Supplied passage:
-=-=-
Emails
The emails handling is split in 2 parts:
- the server part, dealing with IMAP connection, fetching/adding mailboxes folders etc.
- the object part, dealing with the email content per-se.s
Preamble¤
There are a couple of oddities with IMAP servers that you should be aware of.
Standards are for idiots who believe in them¤
Gmail and Outlook seem to take an ill-placed pleasure in ignoring IMAP standards (the RFCs), that are otherwise well supported by open-source server software like Dovecot. As such, there are several things we can’t do “the simple way” because we have to account for those discrepancies. Methods are provided in the imap_server
class to get data (like the names of the default mailboxes) properly, no matter the server implementation. You are advised to always use the provided methods to get mailboxes data for your filters, because they take care of the discrepancies internally and allow you to write portable filters.
Mail account vs. mailbox¤
A mail account has usually (always ?) a root, main, default, top-level mailbox named INBOX
or Inbox
, depending on servers (it’s case-sensitive). That’s where incoming emails end up. Then, this one has subfolders, like Sent
, Junk
, etc., also named mailboxes by IMAP specification. That can be confusing, so I always refer to them here as “folders” and “subfolders”.
IMAP servers only let you grab emails from one mailbox at a time, in a non-recursive fashion. It means that we will need to iterate over the list of known folders and subfolders to fetch all emails from a mail account. This list can be found in protocols.imap_server.Server.folders.
Emails have no truly unique ID¤
The IMAP UID of an email is only the positional order of reception of the email in the current mailbox. When moving emails to another mailbox, their UID will actually change. But moving emails to another mailbox and back to their original mailbox will not give them back their original UID either, as it is an index that can only be incremented.
-=-=-
Records shown:

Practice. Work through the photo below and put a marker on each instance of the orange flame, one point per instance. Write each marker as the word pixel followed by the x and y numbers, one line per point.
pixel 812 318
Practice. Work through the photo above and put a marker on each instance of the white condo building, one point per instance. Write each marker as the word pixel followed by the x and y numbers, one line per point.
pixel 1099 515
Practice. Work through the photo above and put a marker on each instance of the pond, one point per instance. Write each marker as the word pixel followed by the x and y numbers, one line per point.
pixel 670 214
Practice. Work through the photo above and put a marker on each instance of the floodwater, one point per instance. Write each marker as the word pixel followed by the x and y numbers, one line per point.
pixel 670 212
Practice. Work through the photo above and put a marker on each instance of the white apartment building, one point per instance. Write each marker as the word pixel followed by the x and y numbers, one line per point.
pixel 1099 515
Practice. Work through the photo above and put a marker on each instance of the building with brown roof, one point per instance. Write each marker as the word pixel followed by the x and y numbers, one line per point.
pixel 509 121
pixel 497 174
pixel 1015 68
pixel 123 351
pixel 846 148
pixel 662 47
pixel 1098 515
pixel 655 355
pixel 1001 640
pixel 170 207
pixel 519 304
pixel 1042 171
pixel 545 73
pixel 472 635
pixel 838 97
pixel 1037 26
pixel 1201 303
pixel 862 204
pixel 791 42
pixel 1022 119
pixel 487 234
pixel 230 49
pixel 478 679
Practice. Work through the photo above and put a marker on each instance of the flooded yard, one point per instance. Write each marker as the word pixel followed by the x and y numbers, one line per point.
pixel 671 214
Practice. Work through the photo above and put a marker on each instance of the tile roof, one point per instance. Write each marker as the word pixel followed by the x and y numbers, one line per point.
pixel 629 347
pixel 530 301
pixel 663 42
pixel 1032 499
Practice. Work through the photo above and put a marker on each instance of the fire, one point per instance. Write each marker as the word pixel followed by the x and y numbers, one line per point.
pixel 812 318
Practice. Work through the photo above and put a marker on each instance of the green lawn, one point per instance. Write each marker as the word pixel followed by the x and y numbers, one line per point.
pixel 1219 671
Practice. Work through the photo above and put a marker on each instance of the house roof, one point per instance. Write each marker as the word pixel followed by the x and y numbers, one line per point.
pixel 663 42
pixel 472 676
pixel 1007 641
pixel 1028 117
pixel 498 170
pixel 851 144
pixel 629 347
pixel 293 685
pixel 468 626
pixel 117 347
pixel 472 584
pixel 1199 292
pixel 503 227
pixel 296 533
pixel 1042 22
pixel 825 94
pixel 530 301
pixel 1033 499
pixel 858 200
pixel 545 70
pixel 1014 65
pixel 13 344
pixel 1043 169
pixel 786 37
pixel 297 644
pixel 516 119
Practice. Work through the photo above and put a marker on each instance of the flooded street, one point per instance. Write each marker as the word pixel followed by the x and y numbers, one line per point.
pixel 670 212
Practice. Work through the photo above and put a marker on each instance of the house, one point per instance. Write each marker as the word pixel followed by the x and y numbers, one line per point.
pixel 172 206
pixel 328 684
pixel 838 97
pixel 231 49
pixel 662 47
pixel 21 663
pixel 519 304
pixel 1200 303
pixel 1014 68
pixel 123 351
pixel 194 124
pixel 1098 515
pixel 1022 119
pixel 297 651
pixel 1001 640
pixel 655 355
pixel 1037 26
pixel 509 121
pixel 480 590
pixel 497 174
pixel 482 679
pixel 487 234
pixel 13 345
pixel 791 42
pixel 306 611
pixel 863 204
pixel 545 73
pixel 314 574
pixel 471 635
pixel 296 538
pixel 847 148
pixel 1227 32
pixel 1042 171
-=-=-
What is asked:
In the text on email handling, what happens to an email's IMAP UID when the email is moved to another mailbox?

Response:
Its UID changes, and moving it back to its original mailbox does not restore the original UID.